▶ What is expected: Repeat the data precisely as given.

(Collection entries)
------

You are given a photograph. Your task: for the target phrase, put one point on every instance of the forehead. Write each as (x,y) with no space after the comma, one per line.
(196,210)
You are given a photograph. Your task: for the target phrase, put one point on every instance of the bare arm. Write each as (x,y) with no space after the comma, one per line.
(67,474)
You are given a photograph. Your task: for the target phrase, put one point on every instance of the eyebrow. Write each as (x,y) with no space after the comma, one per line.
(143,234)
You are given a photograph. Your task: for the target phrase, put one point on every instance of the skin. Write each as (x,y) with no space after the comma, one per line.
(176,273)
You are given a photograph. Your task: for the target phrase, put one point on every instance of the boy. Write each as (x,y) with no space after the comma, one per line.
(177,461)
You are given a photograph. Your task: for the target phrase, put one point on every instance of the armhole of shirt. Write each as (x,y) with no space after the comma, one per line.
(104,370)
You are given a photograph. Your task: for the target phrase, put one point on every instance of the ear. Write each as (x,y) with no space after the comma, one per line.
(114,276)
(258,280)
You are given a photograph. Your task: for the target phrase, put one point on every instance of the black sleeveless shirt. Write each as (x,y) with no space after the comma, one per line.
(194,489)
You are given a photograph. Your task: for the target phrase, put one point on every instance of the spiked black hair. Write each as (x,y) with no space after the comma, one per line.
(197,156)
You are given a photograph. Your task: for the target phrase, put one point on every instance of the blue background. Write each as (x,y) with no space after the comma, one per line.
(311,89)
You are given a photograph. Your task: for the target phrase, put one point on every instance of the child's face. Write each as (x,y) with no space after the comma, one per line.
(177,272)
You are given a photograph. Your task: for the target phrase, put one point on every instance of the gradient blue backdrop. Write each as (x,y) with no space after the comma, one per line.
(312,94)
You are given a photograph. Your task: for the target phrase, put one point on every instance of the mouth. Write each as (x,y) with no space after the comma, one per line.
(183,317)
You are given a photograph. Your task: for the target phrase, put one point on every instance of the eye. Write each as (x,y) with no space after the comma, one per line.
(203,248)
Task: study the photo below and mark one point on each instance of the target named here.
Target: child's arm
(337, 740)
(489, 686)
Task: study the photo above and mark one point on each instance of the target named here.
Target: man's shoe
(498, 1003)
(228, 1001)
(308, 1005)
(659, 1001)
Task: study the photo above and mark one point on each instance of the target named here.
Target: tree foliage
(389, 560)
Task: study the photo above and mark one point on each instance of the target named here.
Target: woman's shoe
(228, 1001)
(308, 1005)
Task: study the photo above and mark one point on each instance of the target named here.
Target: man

------

▶ Completed exercise:
You are given a photograph. Your task: for the target phrase, put one point on every instance of the forehead. Write each as (x,y) with no space after the comma, one per line.
(196,210)
You are given a photograph. Your task: for the target phrase, put one point on every instance of the bare arm. Write each as (x,y) with no space after the comma, one per line.
(67,474)
You are given a photograph. Your task: for the target phrase, put one point on every instance of the eyebrow. Write each as (x,y) with no space after the comma, one per line.
(143,234)
You are given a photograph. Your task: for the target phrase, put one point on every instance of the skin. Write each as (x,y) with no space after the comma, one per line.
(176,273)
You are given a photograph. Your task: for the target phrase, put one point on every instance of the boy. Write each as (x,y) with no space after the comma, one per line.
(177,461)
You are given a photograph. Your task: for the target phrase, put one point on every instance of the armhole of shirt. Write each as (x,y) with no space after the comma, one per line.
(104,370)
You are given a photograph. Your task: for the target phrase, put one point on every instance of the ear. Write each as (x,y) with no space after the comma, one per line.
(114,276)
(258,280)
You are given a photograph. Your task: for the target phrase, put one point on every instance of the black sleeveless shirt. Write each as (x,y) with no space after the comma, one per line.
(194,489)
You are given a photograph. Your task: for the target phrase, put one point on every instance of the spiked black hair. Write each as (x,y) with no space after the comma, one per line.
(197,156)
You are given a photograph. Your task: for the target phrase, put one point on every instance of the blue background. Write each as (x,y) with no space after the comma, one per line.
(311,89)
You are given a photograph. Your task: for the target phrase, put one point on every instance of the child's face. Write each as (x,y) with no space after the comma, one per line.
(177,272)
You are given a photograph. Your task: for the target phrase, put one point on every instance of the gradient blue backdrop. Write each as (x,y) with no space after the comma, one per line.
(312,94)
You are given a photograph. Your task: for the target phrase, put one point on every instance of the mouth. Write each as (x,y) with no space after the comma, one per line.
(183,317)
You are given a photograph. Your task: for the target phrase, put one point on every instance of the eye. Write each as (x,y) with no space after the comma, one per line.
(203,248)
Task: study the photo below and mark one point on each instance of the target named here.
Target: child's arm
(337, 740)
(489, 686)
Task: study the photo above and mark one point on each instance of the target named here.
Target: man's shoe
(498, 1003)
(228, 1001)
(308, 1005)
(659, 1001)
Task: study the photo above and mark one point on each instance of the target named here.
Target: tree foliage
(389, 560)
Task: study the photo above and mark one point on each instance of the target named here.
Target: woman's shoe
(228, 1001)
(308, 1005)
Task: study the photo above and mark one point on each instance of the target named here.
Target: man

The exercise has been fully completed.